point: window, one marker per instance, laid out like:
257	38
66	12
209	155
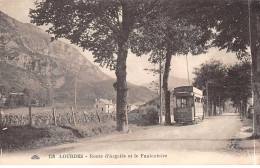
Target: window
184	102
197	99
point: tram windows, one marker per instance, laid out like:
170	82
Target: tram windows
185	102
197	99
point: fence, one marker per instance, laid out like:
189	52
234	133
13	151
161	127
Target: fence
54	116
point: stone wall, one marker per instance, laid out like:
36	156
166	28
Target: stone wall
62	118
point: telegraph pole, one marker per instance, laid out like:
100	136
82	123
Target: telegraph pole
160	83
207	89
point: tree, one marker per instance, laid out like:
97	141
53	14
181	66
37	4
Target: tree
100	26
165	34
213	74
238	82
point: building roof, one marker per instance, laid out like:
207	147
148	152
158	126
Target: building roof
105	101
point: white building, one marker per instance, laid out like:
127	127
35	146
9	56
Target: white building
104	105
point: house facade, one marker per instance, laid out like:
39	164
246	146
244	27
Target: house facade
104	105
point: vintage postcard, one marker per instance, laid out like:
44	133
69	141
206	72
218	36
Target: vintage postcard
132	82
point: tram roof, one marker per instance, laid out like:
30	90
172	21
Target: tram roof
187	89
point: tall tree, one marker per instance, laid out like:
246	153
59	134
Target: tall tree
238	82
213	74
100	26
166	34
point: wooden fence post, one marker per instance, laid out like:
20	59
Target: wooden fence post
73	116
30	116
1	119
54	116
84	112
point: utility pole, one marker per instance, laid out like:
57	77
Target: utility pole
75	87
219	108
160	83
207	89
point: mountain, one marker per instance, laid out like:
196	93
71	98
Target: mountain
29	60
172	81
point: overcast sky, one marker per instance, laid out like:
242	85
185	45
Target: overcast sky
19	9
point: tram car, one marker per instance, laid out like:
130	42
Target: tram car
189	105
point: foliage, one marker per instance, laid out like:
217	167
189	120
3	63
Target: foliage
213	73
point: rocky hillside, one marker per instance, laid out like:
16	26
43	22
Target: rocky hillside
30	60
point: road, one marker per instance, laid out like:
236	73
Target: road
208	142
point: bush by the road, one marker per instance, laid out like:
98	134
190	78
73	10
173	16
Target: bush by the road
24	137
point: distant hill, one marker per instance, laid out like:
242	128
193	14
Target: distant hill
30	60
173	82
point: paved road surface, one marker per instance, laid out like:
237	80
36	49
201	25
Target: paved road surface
208	142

┄┄┄┄┄┄

_About this task:_ Where pictures occur in the material above, omit them and return everything else exactly.

_Result for this task:_
point: window, one marker per instance, laid out like:
257	38
66	12
209	155
Target: window
184	102
197	99
point: tram windows, one marker per instance, laid out like:
170	82
Target: tram windows
185	102
197	99
point: fence, one marker per instance, laid out like:
189	52
234	133
13	151
161	127
Target: fence
54	116
point: stone wall, one marker per instance, laid out like:
36	156
166	28
Target: stone wall
62	118
point: telegraph pole, one marker per instance, laid out like:
100	136
82	123
Target: telegraph pole
160	83
207	89
point: tree, one marker per instance, laid out like:
97	141
53	14
181	66
37	4
Target: tree
100	26
165	34
213	74
238	82
point: building roof, one marker per instance, laid out like:
207	147
148	152
158	126
Target: building roof
105	101
point: white building, one marker per instance, laid out like:
127	127
35	146
9	56
Target: white building
104	105
point: house facade, one marker per instance, laid out like:
39	164
246	146
244	27
Target: house facade
104	105
point: vintage postcard, one marker per instance, laid out like:
44	133
69	141
206	72
218	36
Target: vintage postcard
132	82
point: tram roof, one marker per instance, laid out like:
30	90
172	21
Target: tram roof
187	89
point: tall tree, one marker per instance, laid out like:
246	153
59	134
Target: tall tree
238	82
213	74
100	26
166	34
point: wooden fence post, one marker per instance, laid out like:
20	59
Target: wooden fence post
73	116
30	116
1	119
54	116
84	112
point: utility pole, one marker per instance, laid out like:
57	77
Target: utility pole
75	87
219	108
160	83
207	89
point: mountain, one marker per instance, laid out like:
196	93
71	98
Target: mountain
29	60
172	81
point: overcast sky, one marker per instance, laid out like:
242	85
185	45
Target: overcast sky
19	9
point: tram car, one marker per instance, laid out like:
130	42
Target: tram car
189	105
point: foliage, one marker per instance, laid out like:
217	167
189	120
3	63
Target: foliage
213	73
point: rocky hillside, one marker per instance, laid out like:
16	26
43	22
Target: rocky hillside
30	60
point: road, one marker per instance, laid out like:
236	73
Target: road
208	142
point: bush by the road, one marker per instance, laid out like:
98	134
190	78
73	10
173	16
Target: bush by the road
24	137
point: distant hill, one marker per instance, laid out like:
242	128
193	14
Target: distant hill
30	60
173	82
point: paved road surface, one marker per instance, laid out like:
237	80
36	49
201	25
Target: paved road surface
208	142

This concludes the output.